Dataset rows on where objects appear

>> begin

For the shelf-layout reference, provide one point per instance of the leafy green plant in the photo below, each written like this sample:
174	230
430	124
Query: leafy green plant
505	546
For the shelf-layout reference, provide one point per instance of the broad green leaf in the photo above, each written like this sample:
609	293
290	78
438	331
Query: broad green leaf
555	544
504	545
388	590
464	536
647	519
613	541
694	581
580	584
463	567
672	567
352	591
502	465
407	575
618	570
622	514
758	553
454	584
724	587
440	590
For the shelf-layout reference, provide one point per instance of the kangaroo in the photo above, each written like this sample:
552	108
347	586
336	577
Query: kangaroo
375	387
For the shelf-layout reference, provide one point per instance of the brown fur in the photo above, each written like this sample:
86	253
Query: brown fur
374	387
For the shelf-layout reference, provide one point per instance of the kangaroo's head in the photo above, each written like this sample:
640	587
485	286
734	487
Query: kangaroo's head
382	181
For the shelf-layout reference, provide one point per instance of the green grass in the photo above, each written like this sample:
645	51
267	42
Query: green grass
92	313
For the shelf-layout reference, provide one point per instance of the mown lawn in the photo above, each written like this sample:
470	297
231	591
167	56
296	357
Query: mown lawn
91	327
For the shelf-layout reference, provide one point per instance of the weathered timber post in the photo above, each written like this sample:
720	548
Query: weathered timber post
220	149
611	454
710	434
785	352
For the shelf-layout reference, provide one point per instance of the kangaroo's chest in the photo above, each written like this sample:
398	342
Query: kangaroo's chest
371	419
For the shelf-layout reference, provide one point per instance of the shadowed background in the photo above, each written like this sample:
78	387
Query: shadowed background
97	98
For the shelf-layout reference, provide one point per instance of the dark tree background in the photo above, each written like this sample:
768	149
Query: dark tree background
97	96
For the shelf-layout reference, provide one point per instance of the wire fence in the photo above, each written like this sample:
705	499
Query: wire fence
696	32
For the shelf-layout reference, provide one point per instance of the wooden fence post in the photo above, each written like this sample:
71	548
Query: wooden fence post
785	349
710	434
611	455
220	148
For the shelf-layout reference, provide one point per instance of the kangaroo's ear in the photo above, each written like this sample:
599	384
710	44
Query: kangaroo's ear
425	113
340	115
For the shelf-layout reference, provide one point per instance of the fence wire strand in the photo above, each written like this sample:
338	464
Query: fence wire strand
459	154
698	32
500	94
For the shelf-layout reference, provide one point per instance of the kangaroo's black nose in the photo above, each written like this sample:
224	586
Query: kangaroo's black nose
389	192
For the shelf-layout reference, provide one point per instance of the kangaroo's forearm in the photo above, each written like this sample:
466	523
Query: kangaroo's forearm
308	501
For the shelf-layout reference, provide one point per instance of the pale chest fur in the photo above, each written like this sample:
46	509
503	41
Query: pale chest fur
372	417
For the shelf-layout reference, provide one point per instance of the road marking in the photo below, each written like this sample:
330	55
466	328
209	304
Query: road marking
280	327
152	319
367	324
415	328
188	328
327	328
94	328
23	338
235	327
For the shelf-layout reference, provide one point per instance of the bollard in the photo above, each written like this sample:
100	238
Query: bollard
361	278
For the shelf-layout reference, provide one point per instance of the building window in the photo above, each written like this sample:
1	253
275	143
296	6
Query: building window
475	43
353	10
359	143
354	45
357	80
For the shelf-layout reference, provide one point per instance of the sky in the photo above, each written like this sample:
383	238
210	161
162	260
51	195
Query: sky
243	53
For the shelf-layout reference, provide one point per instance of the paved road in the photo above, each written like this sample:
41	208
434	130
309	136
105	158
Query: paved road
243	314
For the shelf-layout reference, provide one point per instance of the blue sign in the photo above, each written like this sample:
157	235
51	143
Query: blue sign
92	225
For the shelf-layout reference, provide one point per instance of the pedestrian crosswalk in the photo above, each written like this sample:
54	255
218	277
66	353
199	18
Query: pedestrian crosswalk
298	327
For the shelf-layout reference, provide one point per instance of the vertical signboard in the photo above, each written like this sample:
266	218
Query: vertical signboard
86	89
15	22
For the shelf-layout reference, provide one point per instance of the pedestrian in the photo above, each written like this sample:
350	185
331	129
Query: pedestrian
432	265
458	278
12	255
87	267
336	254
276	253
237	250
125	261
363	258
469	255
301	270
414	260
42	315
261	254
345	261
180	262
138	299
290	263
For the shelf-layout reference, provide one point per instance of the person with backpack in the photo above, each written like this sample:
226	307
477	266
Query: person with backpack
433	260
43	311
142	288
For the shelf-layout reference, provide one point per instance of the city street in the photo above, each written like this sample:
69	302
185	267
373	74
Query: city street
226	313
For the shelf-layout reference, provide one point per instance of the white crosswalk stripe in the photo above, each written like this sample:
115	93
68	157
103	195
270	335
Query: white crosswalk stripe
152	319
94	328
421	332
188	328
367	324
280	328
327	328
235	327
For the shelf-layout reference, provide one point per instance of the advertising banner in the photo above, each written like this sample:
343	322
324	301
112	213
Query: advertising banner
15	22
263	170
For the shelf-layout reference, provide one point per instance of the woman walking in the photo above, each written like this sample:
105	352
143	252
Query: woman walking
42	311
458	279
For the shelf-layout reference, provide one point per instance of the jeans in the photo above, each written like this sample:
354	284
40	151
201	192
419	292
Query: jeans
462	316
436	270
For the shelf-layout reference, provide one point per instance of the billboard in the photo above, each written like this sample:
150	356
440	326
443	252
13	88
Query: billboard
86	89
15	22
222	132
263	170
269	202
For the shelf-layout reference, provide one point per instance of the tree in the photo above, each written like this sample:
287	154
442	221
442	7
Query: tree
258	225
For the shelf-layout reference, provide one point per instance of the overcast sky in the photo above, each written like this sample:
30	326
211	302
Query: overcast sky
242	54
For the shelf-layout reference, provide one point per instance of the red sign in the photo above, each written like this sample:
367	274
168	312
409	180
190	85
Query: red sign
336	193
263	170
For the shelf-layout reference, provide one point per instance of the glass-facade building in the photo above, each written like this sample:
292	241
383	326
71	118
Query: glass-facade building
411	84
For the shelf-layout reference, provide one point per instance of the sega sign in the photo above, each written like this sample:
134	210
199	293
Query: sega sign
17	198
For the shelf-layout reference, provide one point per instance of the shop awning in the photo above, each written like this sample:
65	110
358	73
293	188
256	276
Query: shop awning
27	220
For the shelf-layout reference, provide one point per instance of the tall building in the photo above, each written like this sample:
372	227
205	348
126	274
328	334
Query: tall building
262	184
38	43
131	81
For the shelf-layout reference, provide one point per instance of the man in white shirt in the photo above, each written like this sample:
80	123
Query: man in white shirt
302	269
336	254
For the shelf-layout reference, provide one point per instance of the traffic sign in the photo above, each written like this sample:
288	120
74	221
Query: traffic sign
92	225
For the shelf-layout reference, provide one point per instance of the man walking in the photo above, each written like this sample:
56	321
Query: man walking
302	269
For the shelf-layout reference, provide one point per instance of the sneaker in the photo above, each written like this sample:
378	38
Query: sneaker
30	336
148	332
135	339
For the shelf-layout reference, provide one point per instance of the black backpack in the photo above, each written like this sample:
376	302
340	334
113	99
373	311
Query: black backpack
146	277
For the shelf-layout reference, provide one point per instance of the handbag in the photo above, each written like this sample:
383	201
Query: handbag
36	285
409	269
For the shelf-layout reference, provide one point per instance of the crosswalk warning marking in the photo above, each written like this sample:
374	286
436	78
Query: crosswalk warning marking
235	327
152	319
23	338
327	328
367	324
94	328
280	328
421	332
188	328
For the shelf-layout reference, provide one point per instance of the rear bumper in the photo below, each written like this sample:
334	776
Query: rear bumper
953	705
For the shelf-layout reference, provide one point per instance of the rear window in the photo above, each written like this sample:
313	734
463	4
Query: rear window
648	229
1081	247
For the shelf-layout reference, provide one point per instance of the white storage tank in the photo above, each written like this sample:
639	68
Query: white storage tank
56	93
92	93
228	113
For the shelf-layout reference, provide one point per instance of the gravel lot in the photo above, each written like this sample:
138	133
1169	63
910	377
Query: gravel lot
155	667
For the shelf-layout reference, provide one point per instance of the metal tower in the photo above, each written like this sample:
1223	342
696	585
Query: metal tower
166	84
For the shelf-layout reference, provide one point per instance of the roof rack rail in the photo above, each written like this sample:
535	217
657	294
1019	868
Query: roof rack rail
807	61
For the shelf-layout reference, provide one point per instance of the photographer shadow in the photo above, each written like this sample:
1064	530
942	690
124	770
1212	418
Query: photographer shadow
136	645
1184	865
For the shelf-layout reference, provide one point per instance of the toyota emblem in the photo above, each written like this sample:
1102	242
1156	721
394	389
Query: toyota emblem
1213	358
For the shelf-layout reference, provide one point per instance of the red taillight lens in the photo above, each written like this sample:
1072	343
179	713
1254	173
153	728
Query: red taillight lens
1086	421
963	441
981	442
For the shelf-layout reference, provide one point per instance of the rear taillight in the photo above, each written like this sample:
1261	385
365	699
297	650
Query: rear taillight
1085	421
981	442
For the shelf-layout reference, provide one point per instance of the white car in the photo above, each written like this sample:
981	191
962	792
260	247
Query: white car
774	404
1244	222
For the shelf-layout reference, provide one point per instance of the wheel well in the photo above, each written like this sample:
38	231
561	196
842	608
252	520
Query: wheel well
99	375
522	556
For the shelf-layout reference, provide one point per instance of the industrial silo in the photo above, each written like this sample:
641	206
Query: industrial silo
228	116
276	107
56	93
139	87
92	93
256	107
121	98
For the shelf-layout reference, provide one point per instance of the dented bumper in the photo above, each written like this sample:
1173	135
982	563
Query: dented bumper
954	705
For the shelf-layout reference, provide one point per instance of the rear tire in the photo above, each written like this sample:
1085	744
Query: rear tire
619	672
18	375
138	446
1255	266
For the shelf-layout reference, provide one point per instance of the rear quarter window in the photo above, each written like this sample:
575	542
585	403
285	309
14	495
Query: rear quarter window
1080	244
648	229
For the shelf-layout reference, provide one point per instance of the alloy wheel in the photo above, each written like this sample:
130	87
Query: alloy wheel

>> end

In the entries above, find the line containing "of the photographer". Set down that line and every line after it through the last one, exactly and alone.

For the shelf-layout reference, provide one point per instance of the photographer shadow in the photo above, each written like this sample:
1064	530
942	690
124	770
1212	418
Query: photographer shadow
136	645
1184	865
For the shelf-layout reference, provide one point per instance of the toyota emblem in the photo above, each written like this sample:
1102	242
1156	721
394	389
Query: toyota emblem
1213	358
For the shelf-layout reference, provide one point per instance of the red taillight lens in the photo above, each written like this sample:
1072	343
179	713
1254	173
153	728
Query: red taillight lens
1086	421
963	441
981	442
For the shelf-layout reference, provide one point per instance of the rear taillight in the photo above, each written like this sample:
1261	385
365	699
297	650
Query: rear taillight
1085	421
981	442
For the shelf-layout reference, provide one point per instance of the white car in the photo above, each written like this sample:
981	191
962	792
260	247
Query: white car
774	404
1244	222
For the shelf-layout reference, provide one point per instance of the wheel well in the photo above, each written like this sample:
38	231
561	196
842	608
252	520
Query: wheel well
99	375
522	556
For the shelf-layout reference, provide one point per instance of the industrial silo in the photo above, each written like this sample:
641	206
Query: industrial silo
228	116
276	107
56	93
139	87
92	93
256	107
121	98
For the shelf-layout reference, provide one point per instance of the dented bumper in the photo above, each written like this sample:
1173	135
982	563
Query: dented bumper
954	705
For the shelf-layout reference, provide one point per instance of the rear tire in the photo above, each written like this sample:
1085	744
Query: rear tire
619	672
18	375
138	446
1255	266
For the shelf-layout reference, provide one point per instance of the rear quarter window in the photo above, each written like this sample:
575	542
585	403
285	309
14	495
Query: rear quarter window
1080	244
648	229
For the shelf-layout reference, provide one point per instance of the alloy wheel in the photo above, each written like this sample:
130	87
Query: alloy wheel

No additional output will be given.